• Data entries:
○ ○ ○ ○

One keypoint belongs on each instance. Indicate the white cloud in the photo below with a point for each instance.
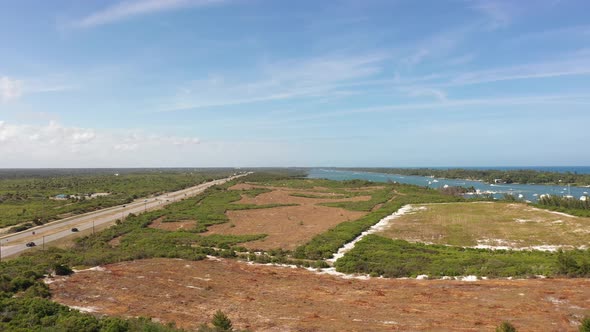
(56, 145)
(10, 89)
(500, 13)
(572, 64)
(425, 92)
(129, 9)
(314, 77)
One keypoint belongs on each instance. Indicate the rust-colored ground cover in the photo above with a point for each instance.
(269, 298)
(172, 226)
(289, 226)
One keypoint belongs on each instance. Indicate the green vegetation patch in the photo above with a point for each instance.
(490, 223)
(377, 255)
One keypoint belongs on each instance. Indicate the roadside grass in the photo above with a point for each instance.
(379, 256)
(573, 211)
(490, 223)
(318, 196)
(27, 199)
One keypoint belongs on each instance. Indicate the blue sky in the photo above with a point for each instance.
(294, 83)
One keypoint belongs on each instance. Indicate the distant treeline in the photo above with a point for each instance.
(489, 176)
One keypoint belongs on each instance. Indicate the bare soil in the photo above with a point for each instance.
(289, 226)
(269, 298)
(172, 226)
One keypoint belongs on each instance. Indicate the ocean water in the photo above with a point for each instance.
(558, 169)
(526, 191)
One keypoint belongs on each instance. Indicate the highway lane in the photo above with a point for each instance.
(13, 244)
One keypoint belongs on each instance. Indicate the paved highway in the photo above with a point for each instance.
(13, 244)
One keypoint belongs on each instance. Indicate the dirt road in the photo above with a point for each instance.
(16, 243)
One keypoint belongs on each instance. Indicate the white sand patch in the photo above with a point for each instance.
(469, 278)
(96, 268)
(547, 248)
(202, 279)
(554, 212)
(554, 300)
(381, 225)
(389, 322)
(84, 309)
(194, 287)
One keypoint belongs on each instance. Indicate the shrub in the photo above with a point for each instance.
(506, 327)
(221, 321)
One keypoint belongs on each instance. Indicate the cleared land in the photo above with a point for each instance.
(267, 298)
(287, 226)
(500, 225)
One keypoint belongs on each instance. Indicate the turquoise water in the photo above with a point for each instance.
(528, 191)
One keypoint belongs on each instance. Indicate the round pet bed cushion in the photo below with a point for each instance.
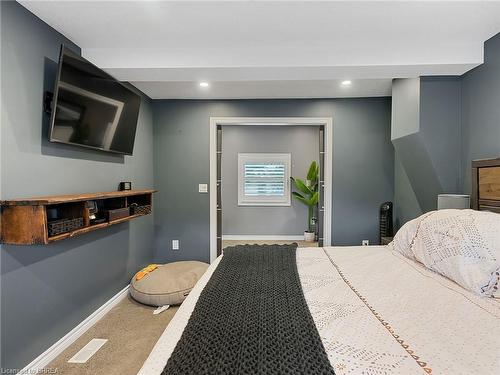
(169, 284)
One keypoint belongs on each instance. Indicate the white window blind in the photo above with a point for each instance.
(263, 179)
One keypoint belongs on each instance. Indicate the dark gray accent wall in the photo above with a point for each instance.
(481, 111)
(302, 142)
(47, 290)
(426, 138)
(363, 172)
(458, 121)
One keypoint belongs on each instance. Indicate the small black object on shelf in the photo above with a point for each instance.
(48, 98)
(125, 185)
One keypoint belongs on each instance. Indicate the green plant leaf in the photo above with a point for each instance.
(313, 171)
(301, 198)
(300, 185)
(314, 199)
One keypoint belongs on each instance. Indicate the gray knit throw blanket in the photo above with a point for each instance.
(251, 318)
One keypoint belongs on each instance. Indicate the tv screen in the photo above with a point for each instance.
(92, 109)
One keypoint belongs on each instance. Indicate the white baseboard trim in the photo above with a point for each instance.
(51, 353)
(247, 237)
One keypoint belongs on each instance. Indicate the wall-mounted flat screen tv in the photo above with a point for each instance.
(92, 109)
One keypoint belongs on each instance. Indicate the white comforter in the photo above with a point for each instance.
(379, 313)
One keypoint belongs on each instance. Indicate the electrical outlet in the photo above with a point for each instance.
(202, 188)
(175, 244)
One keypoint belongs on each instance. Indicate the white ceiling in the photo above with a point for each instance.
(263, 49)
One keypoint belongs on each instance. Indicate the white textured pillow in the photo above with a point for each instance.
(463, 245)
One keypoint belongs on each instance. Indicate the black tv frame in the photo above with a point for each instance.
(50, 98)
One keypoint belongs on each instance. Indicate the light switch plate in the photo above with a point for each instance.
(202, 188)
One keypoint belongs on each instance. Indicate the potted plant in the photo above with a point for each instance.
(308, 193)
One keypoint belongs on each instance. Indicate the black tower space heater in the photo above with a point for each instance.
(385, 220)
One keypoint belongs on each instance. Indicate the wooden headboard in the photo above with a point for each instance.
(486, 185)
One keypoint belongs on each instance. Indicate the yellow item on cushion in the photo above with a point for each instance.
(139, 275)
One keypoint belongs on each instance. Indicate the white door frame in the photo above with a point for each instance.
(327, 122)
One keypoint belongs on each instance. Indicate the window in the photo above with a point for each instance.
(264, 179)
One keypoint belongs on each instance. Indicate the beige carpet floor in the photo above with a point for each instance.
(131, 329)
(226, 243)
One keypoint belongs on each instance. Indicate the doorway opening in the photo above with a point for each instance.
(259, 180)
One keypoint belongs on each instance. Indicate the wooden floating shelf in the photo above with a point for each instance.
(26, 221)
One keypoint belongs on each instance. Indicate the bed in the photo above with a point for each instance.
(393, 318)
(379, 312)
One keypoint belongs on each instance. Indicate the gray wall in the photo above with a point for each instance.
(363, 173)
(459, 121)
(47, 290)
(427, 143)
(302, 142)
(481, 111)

○ ○ ○ ○

• Instructions to follow: Text only, no pictures: copy every entry exactly.

• Response to the exercise:
One keypoint belongs on each instance. Indicate the white cloud in the photo below with a point for each instance.
(56, 145)
(10, 89)
(500, 13)
(572, 64)
(425, 92)
(129, 9)
(314, 77)
One keypoint belongs on each instance. Indicate the rust-colored ground cover in the photo above with a point for each instance.
(269, 298)
(172, 226)
(289, 226)
One keypoint belongs on each instance. Indicate the green vegetation patch in the photo above with a point for each instance.
(490, 223)
(377, 255)
One keypoint belongs on each instance. Indicate the roadside grass in the photo above with a point for each instance.
(379, 256)
(573, 211)
(490, 223)
(318, 196)
(27, 199)
One keypoint belongs on each instance. Indicate the blue sky in the photo above with a point for each instance.
(294, 83)
One keypoint belongs on each instance. Indicate the distant treeline in the photo above with a point for each instance.
(489, 176)
One keypoint belongs on each instance. Indicate the bare soil in the photo above with a point for each instance.
(289, 226)
(269, 298)
(172, 226)
One keypoint belongs on each instance. Indicate the ocean water in the photo above with a point for each instance.
(558, 169)
(526, 191)
One keypoint belongs on each instance. Indicate the highway lane in the photo above with a point for each instance.
(13, 244)
One keypoint belongs on each instance. Indicate the paved highway in the photo above with a point for each instance.
(13, 244)
One keypoint belongs on each instance. Indicate the dirt road in the photo above with a point for each instance.
(16, 243)
One keypoint belongs on each instance. Indicate the white sand patch in the photo above with a point for each instance.
(469, 278)
(96, 268)
(547, 248)
(202, 279)
(554, 212)
(554, 300)
(381, 225)
(389, 322)
(84, 309)
(194, 287)
One keypoint belongs on each instance. Indicate the shrub in the photo above with a point for each instance.
(506, 327)
(221, 321)
One keypoint belongs on each instance. Indicate the cleared land in the photo above with a point for each instance.
(267, 298)
(287, 226)
(500, 225)
One keypoint belongs on each instance. Indicate the turquoise water in the photo above with a point for each instance.
(528, 191)
One keypoint belongs on each instance. Indicate the round pet bed cushion in the photo below with a point for each instance.
(169, 284)
One keypoint belongs on each instance. Indicate the white window blind in the photo above with a point for each instance.
(263, 179)
One keypoint belongs on each instance. Indicate the dark gray accent wall in the photo above with a point for each instance.
(481, 111)
(302, 142)
(47, 290)
(426, 138)
(363, 172)
(458, 121)
One keypoint belongs on each instance. Indicate the small black object on shelf in the photo above with a point for each instance.
(48, 98)
(125, 185)
One keypoint belongs on each instance. Indicate the green plant leaf in the photo above with a point for each instance.
(313, 171)
(301, 198)
(300, 185)
(314, 199)
One keypoint belongs on each instance. Indicate the gray knit throw blanket in the photo above with a point for each instance.
(251, 318)
One keypoint belongs on each instance. Indicate the tv screen in the photo above with a point for each instance.
(92, 109)
One keypoint belongs on each instance. Indicate the white baseboard trim in the photo above with a point for each instance.
(51, 353)
(247, 237)
One keypoint belongs on each instance. Indicate the wall-mounted flat screen tv in the photo above with a point for each instance.
(92, 109)
One keypoint belongs on each instance. Indicate the white comforter in the photo above with a point for each instance.
(379, 313)
One keypoint belongs on each instance. Indicate the electrical outlet in the photo above with a point for each instance.
(202, 188)
(175, 244)
One keypoint belongs on each instance. Indicate the white ceiling in the photo above with a point for each instance.
(263, 49)
One keypoint belongs on each instance. Indicate the white textured pillow in the photo above with a point for each instance.
(463, 245)
One keypoint belongs on each instance. Indicate the black tv frame in the photo above with a point for each instance.
(50, 98)
One keypoint belongs on each instance. Indicate the light switch plate in the photo above with a point for each instance.
(202, 188)
One keypoint belongs on each instance. Indicate the potted plant in the photo above with a point for each instance.
(308, 193)
One keypoint belongs on each instance. Indicate the black tower space heater in the photo above with a point for each instance.
(385, 220)
One keypoint belongs on each instance. Indicate the wooden headboard in the photo above with a point for each instance.
(486, 185)
One keypoint belongs on each instance. Indicate the yellow item on cushion in the photo above with a point for each instance.
(139, 275)
One keypoint belongs on each instance. Indicate the white door frame in the photo above with a point for each instance.
(327, 122)
One keypoint belongs on each instance. Indicate the window in the photo above with a point for each instance.
(264, 179)
One keypoint belongs on each instance. Indicate the beige carpet floor in the photo above with a point for each instance.
(131, 329)
(226, 243)
One keypoint belongs on each instance. Indicate the doorway opening in the photo above with a point for each instance.
(259, 180)
One keypoint belongs on each instance. Indicate the wooden floating shelf in the photo above with a point for each instance.
(26, 221)
One keypoint belongs on each instance. Indicate the bed in the photo above with a point for each instance.
(393, 318)
(379, 312)
One keypoint belongs on each instance. Indicate the gray wall in the photo above with a point for each instance.
(363, 173)
(459, 121)
(47, 290)
(427, 143)
(302, 142)
(481, 111)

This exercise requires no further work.